Exercise:
Retype precisely the section of the data that starts at the line containing "Task: locate the moored" and runs to its final line, ends included.

Data supplied:
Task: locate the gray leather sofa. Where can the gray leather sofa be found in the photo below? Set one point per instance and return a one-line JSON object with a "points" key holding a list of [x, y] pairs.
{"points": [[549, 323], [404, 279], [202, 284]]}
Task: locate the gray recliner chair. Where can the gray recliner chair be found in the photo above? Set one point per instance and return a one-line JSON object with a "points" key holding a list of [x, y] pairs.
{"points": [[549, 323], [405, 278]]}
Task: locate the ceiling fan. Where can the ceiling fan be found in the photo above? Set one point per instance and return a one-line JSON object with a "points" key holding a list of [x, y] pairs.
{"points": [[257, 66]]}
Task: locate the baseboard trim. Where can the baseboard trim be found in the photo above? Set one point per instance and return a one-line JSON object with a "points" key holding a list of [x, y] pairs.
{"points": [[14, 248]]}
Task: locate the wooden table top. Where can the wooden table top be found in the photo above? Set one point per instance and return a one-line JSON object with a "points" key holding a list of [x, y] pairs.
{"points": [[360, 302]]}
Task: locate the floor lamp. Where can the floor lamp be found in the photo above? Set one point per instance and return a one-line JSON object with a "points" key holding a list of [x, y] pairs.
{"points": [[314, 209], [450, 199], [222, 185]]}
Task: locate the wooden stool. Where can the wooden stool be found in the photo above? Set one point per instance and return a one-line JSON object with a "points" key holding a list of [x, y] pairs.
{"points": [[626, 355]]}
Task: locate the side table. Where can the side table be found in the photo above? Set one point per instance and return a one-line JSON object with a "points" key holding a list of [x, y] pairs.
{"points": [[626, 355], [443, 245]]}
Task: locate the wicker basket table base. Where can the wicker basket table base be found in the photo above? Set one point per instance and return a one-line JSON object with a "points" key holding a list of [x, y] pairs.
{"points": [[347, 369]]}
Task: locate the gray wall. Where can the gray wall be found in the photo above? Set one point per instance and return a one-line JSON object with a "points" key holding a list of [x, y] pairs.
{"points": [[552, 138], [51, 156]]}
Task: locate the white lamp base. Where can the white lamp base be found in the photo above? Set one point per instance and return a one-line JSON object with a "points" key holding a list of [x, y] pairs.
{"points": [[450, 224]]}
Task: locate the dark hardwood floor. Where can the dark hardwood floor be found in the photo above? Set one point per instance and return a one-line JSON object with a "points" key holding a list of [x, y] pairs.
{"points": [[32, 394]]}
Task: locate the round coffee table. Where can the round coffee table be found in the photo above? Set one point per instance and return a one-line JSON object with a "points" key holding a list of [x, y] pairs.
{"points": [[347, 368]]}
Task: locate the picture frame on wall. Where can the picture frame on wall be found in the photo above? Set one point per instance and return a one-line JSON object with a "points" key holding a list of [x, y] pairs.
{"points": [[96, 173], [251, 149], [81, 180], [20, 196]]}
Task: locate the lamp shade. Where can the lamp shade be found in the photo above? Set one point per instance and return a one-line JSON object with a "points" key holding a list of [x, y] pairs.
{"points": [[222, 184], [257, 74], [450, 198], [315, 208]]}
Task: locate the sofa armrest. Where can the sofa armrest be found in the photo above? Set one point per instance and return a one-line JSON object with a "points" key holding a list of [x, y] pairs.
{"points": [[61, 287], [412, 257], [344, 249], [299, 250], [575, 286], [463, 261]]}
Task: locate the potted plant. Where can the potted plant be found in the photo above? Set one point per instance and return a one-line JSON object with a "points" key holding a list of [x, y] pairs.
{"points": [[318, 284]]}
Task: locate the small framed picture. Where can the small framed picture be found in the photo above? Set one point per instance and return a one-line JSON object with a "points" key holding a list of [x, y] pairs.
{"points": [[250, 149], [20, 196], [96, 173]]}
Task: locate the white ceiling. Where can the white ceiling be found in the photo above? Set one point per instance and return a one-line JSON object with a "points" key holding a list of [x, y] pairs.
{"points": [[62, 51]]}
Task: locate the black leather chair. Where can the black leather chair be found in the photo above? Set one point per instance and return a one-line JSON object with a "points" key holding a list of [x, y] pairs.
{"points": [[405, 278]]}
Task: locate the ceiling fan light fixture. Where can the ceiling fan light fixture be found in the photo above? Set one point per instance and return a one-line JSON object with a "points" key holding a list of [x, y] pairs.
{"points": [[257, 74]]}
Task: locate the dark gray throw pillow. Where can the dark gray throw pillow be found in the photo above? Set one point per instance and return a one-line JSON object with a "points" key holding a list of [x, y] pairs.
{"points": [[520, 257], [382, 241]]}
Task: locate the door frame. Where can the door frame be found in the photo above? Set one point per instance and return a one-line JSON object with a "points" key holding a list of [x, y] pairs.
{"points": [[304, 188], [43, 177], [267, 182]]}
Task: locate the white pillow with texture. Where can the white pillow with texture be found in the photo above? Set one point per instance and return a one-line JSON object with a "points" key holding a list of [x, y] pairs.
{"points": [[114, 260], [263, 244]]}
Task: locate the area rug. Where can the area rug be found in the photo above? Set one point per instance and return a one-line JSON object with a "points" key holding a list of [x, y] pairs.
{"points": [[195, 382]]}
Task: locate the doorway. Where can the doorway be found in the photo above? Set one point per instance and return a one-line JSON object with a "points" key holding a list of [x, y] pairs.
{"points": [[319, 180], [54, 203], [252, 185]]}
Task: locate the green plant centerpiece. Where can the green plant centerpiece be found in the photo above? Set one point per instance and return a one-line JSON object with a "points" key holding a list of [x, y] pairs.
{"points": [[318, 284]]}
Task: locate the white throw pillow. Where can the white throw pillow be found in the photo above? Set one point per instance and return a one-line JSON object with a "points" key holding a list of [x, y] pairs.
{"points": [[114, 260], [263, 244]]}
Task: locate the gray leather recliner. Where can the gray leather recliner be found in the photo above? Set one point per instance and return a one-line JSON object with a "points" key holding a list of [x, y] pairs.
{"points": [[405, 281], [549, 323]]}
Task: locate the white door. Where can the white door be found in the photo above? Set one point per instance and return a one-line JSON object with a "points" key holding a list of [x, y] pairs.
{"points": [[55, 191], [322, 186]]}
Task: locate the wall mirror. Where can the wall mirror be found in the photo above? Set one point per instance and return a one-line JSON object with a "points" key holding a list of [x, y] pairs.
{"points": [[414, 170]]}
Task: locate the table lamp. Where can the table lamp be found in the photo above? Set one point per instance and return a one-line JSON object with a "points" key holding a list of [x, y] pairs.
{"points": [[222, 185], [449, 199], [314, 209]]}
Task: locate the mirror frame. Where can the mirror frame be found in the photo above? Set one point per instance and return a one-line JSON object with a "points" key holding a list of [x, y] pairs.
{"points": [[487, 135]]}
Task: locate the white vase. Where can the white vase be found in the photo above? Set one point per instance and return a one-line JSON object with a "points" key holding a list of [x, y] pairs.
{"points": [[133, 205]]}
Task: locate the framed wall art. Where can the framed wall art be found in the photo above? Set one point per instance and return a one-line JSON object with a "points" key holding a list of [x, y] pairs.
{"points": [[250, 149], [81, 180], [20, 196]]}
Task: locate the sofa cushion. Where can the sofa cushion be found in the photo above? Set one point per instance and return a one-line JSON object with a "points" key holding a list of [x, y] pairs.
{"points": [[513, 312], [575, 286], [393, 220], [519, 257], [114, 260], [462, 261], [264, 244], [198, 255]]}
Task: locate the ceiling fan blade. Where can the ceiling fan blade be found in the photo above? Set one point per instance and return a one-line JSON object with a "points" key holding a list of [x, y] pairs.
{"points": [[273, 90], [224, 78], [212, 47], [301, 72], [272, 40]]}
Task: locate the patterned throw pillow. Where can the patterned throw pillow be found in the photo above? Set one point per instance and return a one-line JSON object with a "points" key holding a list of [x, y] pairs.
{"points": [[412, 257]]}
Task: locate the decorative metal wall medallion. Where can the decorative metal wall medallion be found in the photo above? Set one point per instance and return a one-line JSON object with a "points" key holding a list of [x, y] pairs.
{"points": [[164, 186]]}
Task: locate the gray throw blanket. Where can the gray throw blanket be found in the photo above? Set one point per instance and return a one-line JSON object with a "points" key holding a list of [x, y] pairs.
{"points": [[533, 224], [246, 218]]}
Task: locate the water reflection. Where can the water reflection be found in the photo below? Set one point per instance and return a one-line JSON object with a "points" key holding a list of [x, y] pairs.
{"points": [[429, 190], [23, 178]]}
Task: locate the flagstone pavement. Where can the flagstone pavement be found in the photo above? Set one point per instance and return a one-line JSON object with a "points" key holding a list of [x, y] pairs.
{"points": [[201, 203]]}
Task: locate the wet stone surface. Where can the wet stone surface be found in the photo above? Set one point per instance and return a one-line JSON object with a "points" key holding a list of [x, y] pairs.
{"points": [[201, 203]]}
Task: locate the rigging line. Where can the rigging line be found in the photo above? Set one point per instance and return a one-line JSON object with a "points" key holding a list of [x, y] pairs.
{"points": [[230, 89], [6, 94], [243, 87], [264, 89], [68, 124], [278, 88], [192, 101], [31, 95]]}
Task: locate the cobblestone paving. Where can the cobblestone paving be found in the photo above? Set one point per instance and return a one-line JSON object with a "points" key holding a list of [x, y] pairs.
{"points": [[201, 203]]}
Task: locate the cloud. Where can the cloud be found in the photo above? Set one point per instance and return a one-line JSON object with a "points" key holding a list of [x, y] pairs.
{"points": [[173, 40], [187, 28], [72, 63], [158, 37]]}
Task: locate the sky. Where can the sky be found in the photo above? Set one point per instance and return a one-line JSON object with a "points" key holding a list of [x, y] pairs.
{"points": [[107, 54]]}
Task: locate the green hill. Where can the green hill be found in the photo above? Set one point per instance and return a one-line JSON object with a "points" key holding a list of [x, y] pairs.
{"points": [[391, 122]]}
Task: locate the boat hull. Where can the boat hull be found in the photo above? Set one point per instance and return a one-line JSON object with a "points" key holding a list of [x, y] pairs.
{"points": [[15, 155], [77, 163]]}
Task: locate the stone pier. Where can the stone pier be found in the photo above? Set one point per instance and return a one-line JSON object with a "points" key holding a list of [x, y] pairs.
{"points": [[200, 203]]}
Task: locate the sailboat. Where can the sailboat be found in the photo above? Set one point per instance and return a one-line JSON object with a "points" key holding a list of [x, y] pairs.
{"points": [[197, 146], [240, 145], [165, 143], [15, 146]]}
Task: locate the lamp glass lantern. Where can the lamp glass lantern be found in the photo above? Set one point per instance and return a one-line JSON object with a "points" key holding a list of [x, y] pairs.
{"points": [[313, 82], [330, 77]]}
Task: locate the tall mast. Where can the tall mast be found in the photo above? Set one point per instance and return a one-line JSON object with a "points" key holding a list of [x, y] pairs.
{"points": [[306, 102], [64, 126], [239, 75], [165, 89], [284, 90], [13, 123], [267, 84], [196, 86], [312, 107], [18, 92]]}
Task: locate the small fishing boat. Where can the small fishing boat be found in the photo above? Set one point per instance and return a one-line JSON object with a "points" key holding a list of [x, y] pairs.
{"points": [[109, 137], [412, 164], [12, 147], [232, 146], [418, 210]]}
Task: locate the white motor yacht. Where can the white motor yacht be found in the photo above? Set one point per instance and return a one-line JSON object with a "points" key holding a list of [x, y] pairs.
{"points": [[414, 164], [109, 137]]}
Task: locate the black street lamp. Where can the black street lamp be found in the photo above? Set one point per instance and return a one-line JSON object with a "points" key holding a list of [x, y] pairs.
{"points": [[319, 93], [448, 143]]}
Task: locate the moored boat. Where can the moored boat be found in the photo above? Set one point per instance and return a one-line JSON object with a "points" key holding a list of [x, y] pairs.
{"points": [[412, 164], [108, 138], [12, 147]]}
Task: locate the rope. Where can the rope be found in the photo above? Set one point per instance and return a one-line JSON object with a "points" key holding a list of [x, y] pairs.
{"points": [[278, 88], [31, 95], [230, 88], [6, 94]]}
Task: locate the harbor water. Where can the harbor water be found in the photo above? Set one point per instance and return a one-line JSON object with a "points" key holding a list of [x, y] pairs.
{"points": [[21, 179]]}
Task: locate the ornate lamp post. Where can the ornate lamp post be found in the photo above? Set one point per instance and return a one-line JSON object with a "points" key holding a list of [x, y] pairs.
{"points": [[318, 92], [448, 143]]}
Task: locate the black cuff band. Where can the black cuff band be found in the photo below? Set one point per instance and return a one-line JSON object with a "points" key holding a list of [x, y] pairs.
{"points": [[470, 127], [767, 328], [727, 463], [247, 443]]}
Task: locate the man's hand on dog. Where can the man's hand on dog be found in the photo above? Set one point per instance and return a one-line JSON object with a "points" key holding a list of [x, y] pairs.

Full response:
Task: locate the moored boat. Where can the moored boat be found in the photo above? Set one point per instance and return a one-line JSON object with a "points" key holding a list of [x, y] pairs.
{"points": [[412, 164], [108, 138], [12, 147]]}
Task: locate the rope. Where can the rope be found in the photo above? Set one point per instance and return a one-line JSON object with a "points" key holding a list of [x, y] pairs.
{"points": [[278, 88], [31, 95], [230, 88], [6, 94]]}
Task: locate the harbor water. Where can the harbor water be found in the photo above? Set one point per instance and return a one-line JSON object with a "points" key holding a list of [x, y] pairs.
{"points": [[21, 179]]}
Task: locate the ornate lamp post. Where can the ornate lamp post be found in the photo above? Set one point per instance and return a one-line JSON object with a "points" key holding a list of [x, y] pairs.
{"points": [[318, 92], [448, 143]]}
Task: locate the black cuff band. Where can the black cuff band be found in the photo below? Set one point per instance and return a one-line JSON object with a "points" key holding a list of [x, y] pairs.
{"points": [[470, 127], [767, 328], [727, 463], [247, 443]]}
Task: locate the man's hand on dog. Where can the man's hand on dog be found in the photo above? Set one point per instance and return a one-line JSON object with a "points" key holding a list of [x, y] pairs.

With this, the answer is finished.